**** RECORDS FOR THIS TASK ****
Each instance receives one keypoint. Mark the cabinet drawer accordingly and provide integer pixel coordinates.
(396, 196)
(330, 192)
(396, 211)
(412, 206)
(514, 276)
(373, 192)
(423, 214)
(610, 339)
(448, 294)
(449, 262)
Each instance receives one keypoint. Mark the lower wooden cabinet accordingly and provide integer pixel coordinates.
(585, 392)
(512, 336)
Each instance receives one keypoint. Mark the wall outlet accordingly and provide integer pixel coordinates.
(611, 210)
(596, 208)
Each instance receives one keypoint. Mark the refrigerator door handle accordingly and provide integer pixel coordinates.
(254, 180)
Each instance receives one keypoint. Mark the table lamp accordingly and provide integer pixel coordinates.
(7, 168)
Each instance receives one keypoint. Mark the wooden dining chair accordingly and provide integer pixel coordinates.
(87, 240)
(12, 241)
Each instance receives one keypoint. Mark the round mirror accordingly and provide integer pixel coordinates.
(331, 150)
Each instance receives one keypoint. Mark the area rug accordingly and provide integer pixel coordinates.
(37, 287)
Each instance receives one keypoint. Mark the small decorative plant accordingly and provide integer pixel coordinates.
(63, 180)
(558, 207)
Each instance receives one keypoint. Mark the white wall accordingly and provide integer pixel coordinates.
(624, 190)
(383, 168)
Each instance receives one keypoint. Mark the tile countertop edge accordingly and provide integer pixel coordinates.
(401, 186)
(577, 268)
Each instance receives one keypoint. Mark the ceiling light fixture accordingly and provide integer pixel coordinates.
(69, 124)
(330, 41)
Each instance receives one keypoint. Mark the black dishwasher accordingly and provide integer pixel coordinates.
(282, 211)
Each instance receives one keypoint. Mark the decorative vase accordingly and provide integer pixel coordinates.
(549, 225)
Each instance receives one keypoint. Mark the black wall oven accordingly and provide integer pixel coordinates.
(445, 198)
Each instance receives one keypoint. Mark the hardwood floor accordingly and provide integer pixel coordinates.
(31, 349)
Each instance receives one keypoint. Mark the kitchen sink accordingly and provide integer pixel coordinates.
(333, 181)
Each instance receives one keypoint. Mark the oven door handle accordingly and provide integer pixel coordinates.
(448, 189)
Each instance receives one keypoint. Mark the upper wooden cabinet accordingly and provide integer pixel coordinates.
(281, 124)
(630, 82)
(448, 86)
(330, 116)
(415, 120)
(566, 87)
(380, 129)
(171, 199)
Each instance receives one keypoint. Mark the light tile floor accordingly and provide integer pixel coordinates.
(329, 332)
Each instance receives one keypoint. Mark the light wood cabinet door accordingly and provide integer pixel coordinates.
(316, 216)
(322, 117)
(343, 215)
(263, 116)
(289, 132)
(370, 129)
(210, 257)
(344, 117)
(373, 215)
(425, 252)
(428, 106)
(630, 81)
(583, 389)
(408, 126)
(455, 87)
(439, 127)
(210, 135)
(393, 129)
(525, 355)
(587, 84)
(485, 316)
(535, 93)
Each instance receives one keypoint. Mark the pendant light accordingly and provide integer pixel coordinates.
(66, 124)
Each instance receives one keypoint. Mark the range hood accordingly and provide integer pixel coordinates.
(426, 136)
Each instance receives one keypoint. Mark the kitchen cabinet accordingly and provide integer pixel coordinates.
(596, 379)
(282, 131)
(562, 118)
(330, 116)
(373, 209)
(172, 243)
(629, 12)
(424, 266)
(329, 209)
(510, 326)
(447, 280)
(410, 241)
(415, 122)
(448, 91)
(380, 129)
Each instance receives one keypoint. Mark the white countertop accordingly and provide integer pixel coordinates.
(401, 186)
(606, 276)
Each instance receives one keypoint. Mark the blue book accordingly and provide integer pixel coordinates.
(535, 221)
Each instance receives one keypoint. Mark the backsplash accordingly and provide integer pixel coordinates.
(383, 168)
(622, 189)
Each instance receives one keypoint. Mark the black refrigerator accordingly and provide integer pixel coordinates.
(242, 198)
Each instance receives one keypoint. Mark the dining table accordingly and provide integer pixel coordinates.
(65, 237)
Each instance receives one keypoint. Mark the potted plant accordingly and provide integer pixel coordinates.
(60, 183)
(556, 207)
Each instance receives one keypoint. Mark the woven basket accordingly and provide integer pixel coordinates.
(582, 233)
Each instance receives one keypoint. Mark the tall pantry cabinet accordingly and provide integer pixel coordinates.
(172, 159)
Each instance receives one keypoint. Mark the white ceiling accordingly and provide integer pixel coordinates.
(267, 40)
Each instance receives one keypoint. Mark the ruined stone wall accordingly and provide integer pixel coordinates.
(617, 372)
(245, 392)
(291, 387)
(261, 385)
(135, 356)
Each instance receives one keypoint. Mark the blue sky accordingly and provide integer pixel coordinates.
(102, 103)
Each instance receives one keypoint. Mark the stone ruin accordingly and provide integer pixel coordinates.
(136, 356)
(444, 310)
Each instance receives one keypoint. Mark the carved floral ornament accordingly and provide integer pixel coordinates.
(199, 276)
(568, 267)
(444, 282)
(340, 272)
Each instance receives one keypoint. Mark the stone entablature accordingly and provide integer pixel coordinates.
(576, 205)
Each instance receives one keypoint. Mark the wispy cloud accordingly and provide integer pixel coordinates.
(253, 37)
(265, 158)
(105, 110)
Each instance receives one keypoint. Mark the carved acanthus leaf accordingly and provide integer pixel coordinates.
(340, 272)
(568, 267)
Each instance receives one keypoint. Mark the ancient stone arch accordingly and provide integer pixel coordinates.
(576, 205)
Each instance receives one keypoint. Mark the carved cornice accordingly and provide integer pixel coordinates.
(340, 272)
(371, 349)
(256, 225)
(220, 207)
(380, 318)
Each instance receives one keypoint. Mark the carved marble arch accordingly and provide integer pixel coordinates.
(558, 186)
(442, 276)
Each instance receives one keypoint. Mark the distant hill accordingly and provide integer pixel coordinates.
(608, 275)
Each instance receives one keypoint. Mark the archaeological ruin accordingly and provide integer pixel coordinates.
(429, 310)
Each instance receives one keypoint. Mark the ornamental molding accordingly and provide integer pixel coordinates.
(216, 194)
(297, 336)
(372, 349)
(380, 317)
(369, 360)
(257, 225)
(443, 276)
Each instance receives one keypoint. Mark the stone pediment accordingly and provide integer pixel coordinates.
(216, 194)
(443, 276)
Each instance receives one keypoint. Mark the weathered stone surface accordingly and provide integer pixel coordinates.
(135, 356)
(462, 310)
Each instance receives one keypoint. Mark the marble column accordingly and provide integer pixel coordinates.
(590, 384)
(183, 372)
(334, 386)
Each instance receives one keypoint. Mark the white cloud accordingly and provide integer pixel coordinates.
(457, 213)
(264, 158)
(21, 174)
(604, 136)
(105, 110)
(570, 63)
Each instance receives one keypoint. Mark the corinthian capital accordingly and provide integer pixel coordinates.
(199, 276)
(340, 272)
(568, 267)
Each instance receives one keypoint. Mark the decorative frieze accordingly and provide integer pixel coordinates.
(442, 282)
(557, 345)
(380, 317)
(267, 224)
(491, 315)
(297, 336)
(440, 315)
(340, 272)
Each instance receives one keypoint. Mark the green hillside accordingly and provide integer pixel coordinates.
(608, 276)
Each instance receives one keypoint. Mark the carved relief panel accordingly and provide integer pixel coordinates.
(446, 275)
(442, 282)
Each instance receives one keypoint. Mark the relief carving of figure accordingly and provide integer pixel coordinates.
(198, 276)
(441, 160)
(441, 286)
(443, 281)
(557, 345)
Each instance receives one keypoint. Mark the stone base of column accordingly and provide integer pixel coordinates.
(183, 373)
****
#### [REQUIRED WORK]
What is needed is an exact repetition of all the entries above.

#### [ANSWER AREA]
Each instance receives one keypoint. Mark the cabinet drawer accordingly and provide integer pixel coordinates.
(396, 196)
(330, 192)
(396, 211)
(412, 206)
(514, 276)
(373, 192)
(423, 214)
(610, 339)
(448, 294)
(449, 262)
Each instance receives one keypoint. Mark the lower wooden cabinet accordingly and provide integer pixel coordinates.
(585, 392)
(512, 336)
Each instance receives one keypoint. Mark the wall outlet accordingly and provide integer pixel coordinates.
(611, 210)
(596, 208)
Each instance receives one keypoint. Mark the refrigerator door handle accordingly and provide integer pixel coordinates.
(254, 180)
Each instance receives one keypoint. Mark the table lamp accordingly and provide integer pixel coordinates.
(7, 168)
Each instance receives one keypoint. Mark the wooden dining chair accordingly and provide integer pixel coordinates.
(87, 240)
(12, 241)
Each instance receives one keypoint. Mark the round mirror accordingly and provide integer pixel coordinates.
(331, 150)
Each instance receives one keypoint. Mark the area rug accordingly and provide integer pixel coordinates.
(37, 287)
Each instance receives one keypoint. Mark the small decorative plant accordingly and provide integer pixel coordinates.
(63, 180)
(558, 207)
Each instance receives one keypoint. Mark the white wall accordingly and provide integer pixel coordinates.
(624, 190)
(383, 168)
Each instance receives one keypoint. Mark the tile countertop edge accordingly and provide integer pixel coordinates.
(401, 186)
(577, 268)
Each instance receives one keypoint. Mark the ceiling light fixture accordingly and provide integer pixel coordinates.
(69, 124)
(330, 41)
Each instance receives one keypoint. Mark the black dishwasher accordingly and provide integer pixel coordinates.
(282, 211)
Each instance receives one keypoint. Mark the decorative vase accordingly and provide integer pixel coordinates.
(549, 225)
Each instance receives one keypoint. Mark the black wall oven accordingly and provide integer pixel coordinates.
(445, 198)
Each instance receives one keypoint. Mark the hardwood floor accordingly and provide integer pixel coordinates.
(31, 349)
Each instance receives one keypoint. Mark the kitchen sink accordingly and provide integer pixel coordinates.
(333, 181)
Each instance receives one keypoint. Mark the oven door handle accordingly and provide integer pixel coordinates.
(448, 189)
Each instance receives one keypoint. Mark the upper wooden cabinet accordingly and provide integer pixel coordinates.
(281, 124)
(630, 82)
(448, 86)
(330, 116)
(415, 120)
(566, 87)
(380, 129)
(171, 199)
Each instance receives one keypoint. Mark the light tile floor accordingly and provide integer pixel coordinates.
(329, 332)
Each instance receives one keypoint. Mark the light wood cabinet door accordingly and provide integer pixel coordinates.
(316, 216)
(322, 117)
(343, 215)
(263, 116)
(289, 132)
(370, 129)
(210, 257)
(344, 117)
(373, 215)
(425, 252)
(428, 106)
(630, 81)
(583, 389)
(408, 126)
(455, 87)
(439, 127)
(210, 135)
(393, 129)
(525, 355)
(587, 84)
(485, 316)
(535, 93)
Each instance receives one keypoint. Mark the pendant light accordingly and provide integer pixel coordinates.
(66, 124)
Each instance receives one keypoint. Mark the range hood accordingly and provide integer pixel coordinates.
(426, 136)
Each instance receives one keypoint. Mark the kitchen cabinet accordingly and provide integer pixel coordinates.
(596, 379)
(282, 131)
(562, 118)
(330, 116)
(373, 209)
(172, 243)
(629, 12)
(424, 266)
(329, 209)
(510, 326)
(447, 280)
(410, 241)
(415, 122)
(448, 91)
(380, 129)
Each instance receives one keypoint. Mark the white countertop accordingly and provide integer pixel coordinates.
(401, 186)
(606, 276)
Each instance receives one keypoint. Mark the blue book accordingly and provide integer pixel coordinates.
(535, 221)
Each instance receives one keypoint. Mark the backsplash accordingly and provide integer pixel coordinates.
(383, 168)
(622, 189)
Each instance receives one keypoint. Mark the black refrigerator accordingly and provide integer pixel coordinates.
(242, 198)
Each instance receives one keypoint. Mark the dining table accordingly and provide integer pixel coordinates.
(65, 237)
Each instance receives one keypoint. Mark the potted plant accordingly and provide integer pixel coordinates.
(60, 183)
(556, 207)
Each instance receives one keypoint. Mark the woven basket accordingly and provide integer pixel coordinates.
(582, 233)
Each instance receives one keypoint. Mark the tall pantry cabinet accordingly and provide integer pixel coordinates.
(172, 159)
Each instance receives one keypoint. Mark the white ceiling accordingly and provide integer pixel coordinates.
(267, 40)
Each instance receives one keypoint. Mark the ruined stone wall accordingly and provide integer pixel coordinates.
(617, 372)
(245, 392)
(291, 387)
(261, 385)
(135, 356)
Each instance receives one keypoint. Mark the blue sky accordingly and provide integer pixel coordinates.
(102, 103)
Each instance receives one keypoint. Mark the stone ruin accordingly and provide integer pixel coordinates.
(136, 356)
(444, 310)
Each instance receives one keypoint. Mark the carved floral ornament accordingly and provide integer pixel coordinates.
(199, 276)
(568, 267)
(444, 282)
(340, 272)
Each instance receives one keypoint. Mark the stone entablature accordingly and provide integer pixel coordinates.
(576, 205)
Each instance receives one keypoint. Mark the wispy cloud accordingly and provide integer pixel coordinates.
(253, 37)
(265, 158)
(105, 110)
Each instance receives one keypoint. Mark the carved acanthus leaf accordingly and provide integer pixel coordinates.
(340, 272)
(568, 267)
Each instance receives one keypoint. Mark the ancient stone arch accordingly and provide integer pixel coordinates.
(576, 205)
Each instance receives one keypoint. Mark the carved cornice accordingly and provide integer pixel coordinates.
(340, 272)
(371, 349)
(256, 225)
(220, 207)
(380, 318)
Each instance receives one keypoint. Mark the carved marble arch accordingly and provide integer pixel coordinates.
(558, 186)
(442, 276)
Each instance receives one keypoint. Mark the distant hill accordingly and provide integer pixel coordinates.
(608, 275)
Each instance receives one keypoint. Mark the archaeological ruin accordingly and provide integer pixel coordinates.
(429, 310)
Each instance receives one keypoint. Mark the ornamental molding accordingly and provide integer pixel coordinates.
(216, 194)
(297, 336)
(372, 349)
(380, 317)
(369, 360)
(257, 225)
(443, 276)
Each instance receives one keypoint. Mark the stone pediment accordingly and provide integer pixel coordinates.
(216, 194)
(443, 276)
Each instance receives one keypoint. Mark the weathered stone surface accordingly and provide integer pixel coordinates.
(135, 356)
(462, 310)
Each instance receives one keypoint. Mark the marble column accordingly and provide integer pixel coordinates.
(590, 384)
(183, 372)
(334, 386)
Each instance receives one keypoint. Mark the white cloud accordingly and provide integer pixel coordinates.
(457, 213)
(264, 158)
(21, 174)
(604, 136)
(105, 110)
(570, 63)
Each instance receives one keypoint. Mark the corinthian capital accordingly and provide integer pixel coordinates.
(199, 276)
(340, 272)
(568, 267)
Each instance receives one keypoint. Mark the decorative frieze accordingly and provide integer pixel coordinates.
(442, 282)
(557, 345)
(380, 317)
(267, 224)
(491, 315)
(297, 336)
(440, 315)
(340, 272)
Each instance receives one keypoint. Mark the green hillside accordingly and provide integer pixel coordinates.
(608, 276)
Each instance receives one keypoint. Mark the carved relief panel accordingly and provide integer pixel coordinates.
(446, 275)
(442, 282)
Each instance receives one keypoint. Mark the relief carving of figure accordingly and provide integer pixel coordinates.
(198, 276)
(441, 160)
(441, 286)
(443, 281)
(557, 345)
Each instance receives one keypoint. Mark the stone base of column accordingly and provide integer pixel coordinates.
(183, 373)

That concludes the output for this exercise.